■ Aim of the exercise
Would you return every line of the listing below that has "jacket" in it?

■ Data in this exercise
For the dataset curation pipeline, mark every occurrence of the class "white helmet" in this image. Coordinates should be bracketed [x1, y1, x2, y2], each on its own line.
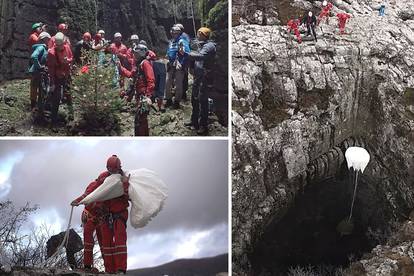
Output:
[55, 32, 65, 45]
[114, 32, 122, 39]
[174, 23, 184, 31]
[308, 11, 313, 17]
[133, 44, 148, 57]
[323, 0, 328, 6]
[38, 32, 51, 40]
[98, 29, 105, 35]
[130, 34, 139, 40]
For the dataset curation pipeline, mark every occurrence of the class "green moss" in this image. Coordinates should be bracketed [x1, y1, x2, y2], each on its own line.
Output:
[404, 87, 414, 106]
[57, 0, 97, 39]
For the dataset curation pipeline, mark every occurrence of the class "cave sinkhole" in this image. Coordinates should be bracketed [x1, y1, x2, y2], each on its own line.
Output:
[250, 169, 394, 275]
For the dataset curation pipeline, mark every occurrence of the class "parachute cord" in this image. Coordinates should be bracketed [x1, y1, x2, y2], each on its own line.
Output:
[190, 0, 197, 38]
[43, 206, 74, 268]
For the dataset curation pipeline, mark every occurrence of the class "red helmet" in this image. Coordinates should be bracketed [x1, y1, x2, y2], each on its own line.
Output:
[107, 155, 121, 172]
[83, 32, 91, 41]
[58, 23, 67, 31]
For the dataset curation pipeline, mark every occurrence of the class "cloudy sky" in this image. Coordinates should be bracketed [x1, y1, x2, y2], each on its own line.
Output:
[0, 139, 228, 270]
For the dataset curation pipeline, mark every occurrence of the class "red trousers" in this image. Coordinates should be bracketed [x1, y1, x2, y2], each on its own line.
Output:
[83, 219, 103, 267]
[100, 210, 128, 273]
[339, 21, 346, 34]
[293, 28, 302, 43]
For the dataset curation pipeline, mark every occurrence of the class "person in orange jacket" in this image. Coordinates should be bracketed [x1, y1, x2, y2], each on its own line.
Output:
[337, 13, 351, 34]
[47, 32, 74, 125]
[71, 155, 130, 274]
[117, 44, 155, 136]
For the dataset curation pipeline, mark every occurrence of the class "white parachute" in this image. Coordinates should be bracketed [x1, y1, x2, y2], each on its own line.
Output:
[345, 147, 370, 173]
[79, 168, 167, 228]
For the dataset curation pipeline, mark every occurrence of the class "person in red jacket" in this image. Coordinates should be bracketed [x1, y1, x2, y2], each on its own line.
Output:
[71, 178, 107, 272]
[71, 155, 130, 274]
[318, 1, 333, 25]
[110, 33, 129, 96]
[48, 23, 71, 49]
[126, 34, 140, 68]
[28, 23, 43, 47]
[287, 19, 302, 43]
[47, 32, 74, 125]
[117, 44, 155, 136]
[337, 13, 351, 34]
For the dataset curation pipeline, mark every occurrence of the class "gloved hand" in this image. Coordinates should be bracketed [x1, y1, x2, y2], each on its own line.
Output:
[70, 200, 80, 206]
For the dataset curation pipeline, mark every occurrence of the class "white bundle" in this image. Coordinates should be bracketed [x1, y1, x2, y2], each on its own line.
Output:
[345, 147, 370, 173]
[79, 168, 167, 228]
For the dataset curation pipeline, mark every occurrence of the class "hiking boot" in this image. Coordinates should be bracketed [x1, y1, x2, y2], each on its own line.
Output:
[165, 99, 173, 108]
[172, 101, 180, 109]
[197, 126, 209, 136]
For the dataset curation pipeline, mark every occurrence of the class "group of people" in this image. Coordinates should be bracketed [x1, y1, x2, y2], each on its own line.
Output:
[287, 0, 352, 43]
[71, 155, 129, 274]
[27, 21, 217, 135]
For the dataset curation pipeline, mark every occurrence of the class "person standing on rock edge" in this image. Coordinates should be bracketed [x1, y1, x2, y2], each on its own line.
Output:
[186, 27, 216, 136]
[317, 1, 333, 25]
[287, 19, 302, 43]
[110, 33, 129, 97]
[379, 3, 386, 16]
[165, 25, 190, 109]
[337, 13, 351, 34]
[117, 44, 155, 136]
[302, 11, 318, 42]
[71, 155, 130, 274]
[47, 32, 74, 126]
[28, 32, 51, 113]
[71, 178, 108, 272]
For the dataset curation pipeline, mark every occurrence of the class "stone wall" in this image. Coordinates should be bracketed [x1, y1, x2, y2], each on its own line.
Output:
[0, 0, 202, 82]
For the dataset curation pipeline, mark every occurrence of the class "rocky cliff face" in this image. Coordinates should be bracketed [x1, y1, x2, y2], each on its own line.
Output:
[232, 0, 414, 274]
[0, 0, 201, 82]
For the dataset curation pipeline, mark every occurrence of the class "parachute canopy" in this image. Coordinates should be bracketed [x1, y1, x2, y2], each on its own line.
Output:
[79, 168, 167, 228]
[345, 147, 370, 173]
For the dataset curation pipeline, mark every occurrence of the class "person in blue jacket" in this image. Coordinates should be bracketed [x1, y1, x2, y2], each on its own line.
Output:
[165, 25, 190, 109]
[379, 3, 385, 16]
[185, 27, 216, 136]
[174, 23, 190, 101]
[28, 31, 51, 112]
---
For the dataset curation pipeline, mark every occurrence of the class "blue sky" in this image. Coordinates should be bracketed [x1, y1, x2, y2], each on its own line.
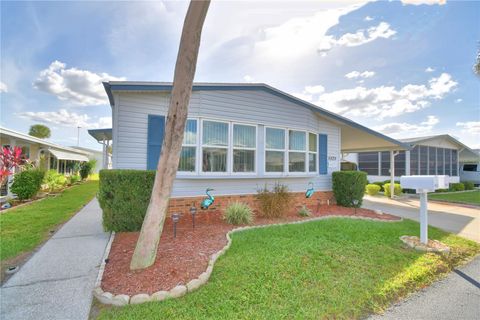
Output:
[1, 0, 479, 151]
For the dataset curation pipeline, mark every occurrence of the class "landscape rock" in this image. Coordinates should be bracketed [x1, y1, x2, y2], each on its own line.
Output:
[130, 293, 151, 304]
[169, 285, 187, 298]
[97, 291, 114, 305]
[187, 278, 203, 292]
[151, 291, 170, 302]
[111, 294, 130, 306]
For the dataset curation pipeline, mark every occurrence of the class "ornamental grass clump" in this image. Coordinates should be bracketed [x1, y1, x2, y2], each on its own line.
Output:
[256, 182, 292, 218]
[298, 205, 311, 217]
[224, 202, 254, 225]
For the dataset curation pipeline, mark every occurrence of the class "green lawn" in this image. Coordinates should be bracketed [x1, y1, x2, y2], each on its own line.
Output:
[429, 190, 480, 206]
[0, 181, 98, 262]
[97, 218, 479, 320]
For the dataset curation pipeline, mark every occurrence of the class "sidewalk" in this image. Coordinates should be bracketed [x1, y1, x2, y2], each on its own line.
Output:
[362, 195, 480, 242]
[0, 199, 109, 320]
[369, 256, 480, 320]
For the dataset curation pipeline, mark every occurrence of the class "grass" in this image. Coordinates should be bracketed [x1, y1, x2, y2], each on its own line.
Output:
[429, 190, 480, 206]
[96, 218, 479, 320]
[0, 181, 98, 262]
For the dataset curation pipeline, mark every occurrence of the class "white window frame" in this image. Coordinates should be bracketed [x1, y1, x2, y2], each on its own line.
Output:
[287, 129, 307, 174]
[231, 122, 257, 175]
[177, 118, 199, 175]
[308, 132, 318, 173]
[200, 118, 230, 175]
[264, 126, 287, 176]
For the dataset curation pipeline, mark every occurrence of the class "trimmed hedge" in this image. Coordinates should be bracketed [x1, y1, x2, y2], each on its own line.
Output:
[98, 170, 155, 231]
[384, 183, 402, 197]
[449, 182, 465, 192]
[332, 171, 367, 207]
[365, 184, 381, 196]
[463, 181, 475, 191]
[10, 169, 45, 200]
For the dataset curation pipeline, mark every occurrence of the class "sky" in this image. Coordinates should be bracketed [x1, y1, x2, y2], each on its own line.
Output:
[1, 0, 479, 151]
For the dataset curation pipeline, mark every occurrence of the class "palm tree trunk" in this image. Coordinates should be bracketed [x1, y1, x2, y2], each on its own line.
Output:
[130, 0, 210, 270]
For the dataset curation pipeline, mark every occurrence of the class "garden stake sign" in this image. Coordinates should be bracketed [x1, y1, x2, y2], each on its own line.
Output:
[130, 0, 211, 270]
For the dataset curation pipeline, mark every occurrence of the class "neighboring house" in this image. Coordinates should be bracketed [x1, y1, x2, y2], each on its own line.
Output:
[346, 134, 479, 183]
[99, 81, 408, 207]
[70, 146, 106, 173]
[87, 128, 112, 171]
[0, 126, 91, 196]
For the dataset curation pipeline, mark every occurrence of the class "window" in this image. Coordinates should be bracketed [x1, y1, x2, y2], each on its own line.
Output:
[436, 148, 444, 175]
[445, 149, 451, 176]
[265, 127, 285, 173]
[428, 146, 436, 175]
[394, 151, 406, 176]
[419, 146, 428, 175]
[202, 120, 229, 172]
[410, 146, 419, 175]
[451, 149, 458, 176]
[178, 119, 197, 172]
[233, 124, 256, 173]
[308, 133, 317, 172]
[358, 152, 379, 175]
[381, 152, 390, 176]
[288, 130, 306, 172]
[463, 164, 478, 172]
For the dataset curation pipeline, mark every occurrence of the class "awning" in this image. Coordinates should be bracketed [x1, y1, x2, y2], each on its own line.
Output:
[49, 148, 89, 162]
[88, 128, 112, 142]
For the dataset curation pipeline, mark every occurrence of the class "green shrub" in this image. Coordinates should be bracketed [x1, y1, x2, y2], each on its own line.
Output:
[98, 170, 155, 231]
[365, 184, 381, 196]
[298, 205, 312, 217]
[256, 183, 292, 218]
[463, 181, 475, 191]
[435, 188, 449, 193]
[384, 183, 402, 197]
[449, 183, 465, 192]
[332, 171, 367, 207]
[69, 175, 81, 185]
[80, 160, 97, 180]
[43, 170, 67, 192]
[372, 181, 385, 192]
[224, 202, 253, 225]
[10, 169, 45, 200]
...
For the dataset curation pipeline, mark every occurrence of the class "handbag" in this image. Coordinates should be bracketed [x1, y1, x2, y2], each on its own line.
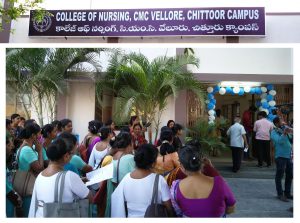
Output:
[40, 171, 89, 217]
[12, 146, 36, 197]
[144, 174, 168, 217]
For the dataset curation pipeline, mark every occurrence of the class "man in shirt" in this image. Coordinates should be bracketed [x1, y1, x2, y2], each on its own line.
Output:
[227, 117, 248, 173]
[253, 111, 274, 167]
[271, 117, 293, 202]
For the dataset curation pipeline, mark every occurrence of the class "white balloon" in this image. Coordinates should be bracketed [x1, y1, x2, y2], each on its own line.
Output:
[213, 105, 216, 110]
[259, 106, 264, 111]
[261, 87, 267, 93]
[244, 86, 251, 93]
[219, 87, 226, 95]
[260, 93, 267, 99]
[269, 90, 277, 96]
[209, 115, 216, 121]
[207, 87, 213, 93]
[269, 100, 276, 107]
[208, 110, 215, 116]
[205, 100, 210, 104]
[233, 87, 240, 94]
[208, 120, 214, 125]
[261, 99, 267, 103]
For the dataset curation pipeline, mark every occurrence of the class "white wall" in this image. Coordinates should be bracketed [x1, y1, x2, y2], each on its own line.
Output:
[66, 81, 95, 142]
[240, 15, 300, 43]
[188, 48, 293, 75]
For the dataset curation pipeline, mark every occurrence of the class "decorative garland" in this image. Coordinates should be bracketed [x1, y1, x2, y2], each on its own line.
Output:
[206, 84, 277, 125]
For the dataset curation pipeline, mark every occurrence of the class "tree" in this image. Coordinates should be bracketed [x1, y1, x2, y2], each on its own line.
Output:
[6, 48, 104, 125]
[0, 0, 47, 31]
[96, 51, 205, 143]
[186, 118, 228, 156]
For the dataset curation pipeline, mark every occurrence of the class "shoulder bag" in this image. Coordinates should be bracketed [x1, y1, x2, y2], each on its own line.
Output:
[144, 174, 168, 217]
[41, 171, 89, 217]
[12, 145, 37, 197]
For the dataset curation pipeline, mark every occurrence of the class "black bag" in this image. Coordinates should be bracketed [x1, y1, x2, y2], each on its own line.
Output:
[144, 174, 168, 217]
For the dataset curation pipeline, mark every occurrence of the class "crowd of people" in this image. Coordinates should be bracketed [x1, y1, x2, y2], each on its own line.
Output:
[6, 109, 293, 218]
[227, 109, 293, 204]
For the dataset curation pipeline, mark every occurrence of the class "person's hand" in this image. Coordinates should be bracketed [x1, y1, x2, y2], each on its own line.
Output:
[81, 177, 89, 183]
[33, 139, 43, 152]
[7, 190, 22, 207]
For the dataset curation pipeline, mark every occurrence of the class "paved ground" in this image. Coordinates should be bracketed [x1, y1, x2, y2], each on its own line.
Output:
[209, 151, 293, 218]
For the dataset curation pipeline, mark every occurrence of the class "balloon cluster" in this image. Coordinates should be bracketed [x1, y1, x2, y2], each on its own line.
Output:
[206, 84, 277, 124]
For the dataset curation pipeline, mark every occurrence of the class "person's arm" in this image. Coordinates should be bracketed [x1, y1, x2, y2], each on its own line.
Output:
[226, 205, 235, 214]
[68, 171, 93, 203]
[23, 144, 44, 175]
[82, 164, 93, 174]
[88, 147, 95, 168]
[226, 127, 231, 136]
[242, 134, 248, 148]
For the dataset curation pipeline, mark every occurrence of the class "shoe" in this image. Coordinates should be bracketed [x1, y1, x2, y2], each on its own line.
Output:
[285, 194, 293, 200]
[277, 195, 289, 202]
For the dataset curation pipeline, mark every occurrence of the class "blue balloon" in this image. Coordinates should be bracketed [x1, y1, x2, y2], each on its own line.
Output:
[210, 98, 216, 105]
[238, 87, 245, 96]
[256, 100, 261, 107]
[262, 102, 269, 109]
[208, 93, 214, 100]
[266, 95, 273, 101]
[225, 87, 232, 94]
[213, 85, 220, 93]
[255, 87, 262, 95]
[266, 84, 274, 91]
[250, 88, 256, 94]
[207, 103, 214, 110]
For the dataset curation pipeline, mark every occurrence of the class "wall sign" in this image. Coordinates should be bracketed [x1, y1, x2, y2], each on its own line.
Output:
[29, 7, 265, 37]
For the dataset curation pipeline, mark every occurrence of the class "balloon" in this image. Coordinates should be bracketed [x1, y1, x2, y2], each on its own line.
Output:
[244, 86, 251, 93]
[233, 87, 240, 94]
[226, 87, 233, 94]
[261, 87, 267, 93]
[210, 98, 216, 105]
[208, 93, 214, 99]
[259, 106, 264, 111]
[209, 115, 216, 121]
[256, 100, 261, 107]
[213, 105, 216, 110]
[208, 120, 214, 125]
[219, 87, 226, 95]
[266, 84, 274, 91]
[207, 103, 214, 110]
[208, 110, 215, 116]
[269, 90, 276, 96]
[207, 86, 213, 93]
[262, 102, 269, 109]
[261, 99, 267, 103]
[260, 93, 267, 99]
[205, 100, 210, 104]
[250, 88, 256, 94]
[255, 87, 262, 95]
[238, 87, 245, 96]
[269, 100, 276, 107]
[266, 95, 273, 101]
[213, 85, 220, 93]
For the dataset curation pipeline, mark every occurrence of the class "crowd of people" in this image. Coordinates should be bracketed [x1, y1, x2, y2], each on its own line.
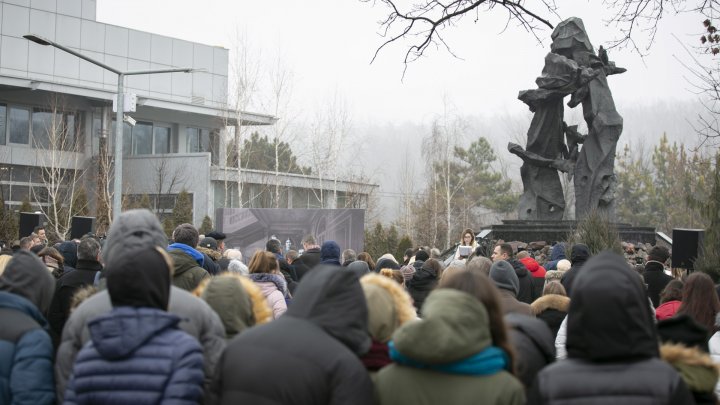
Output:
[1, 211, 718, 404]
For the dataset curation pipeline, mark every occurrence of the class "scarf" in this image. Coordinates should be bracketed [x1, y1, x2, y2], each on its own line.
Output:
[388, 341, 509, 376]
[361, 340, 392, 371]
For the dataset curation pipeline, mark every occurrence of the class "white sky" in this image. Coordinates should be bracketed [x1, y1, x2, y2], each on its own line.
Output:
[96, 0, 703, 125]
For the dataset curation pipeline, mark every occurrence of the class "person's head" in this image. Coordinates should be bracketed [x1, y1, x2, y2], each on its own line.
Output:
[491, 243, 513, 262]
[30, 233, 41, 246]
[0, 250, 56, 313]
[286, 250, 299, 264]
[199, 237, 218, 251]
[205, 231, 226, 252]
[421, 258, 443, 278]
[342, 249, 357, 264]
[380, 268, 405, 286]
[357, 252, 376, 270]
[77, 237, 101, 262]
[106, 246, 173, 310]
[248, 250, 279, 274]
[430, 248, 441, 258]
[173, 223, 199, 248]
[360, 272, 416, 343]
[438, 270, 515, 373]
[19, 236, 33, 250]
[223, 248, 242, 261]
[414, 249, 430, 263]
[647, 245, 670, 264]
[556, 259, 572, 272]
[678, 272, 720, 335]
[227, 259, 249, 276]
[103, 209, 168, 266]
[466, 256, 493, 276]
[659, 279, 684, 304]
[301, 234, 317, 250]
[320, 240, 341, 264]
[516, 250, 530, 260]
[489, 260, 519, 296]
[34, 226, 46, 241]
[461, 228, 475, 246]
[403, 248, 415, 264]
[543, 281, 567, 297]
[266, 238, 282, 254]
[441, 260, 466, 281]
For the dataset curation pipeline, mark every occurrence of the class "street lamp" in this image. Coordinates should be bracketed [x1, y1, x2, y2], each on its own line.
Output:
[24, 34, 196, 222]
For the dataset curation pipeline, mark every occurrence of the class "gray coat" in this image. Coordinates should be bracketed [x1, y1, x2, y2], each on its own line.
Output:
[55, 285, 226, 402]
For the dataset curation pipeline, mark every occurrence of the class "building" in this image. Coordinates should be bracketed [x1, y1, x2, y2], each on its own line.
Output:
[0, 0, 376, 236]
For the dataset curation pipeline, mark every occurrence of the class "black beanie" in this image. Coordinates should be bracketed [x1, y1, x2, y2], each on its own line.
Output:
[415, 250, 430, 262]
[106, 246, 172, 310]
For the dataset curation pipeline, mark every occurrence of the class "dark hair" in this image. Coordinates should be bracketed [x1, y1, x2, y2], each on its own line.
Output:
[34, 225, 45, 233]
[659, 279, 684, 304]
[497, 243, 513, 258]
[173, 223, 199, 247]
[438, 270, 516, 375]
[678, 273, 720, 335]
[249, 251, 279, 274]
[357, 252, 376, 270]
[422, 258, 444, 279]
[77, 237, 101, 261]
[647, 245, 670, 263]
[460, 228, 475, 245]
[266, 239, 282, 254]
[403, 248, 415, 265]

■ Written reply
For the dataset curation pipeline, mark every occurrence of the class "person in orange jacket" in this image. Coordinates should be bracketed [x1, y1, x2, y2], each on its own line.
For the dataset curation pipeline, mark every occurrence of the class "person in red jacket" in this image. Coordinates should be bracketed [x1, y1, x2, y2], each on its own line.
For the dataset curation pipeline, mark every occurrence of the class "person in blue jacket" in this image. Coordinates should be bracketed [x1, y1, x2, y2], each on its own line.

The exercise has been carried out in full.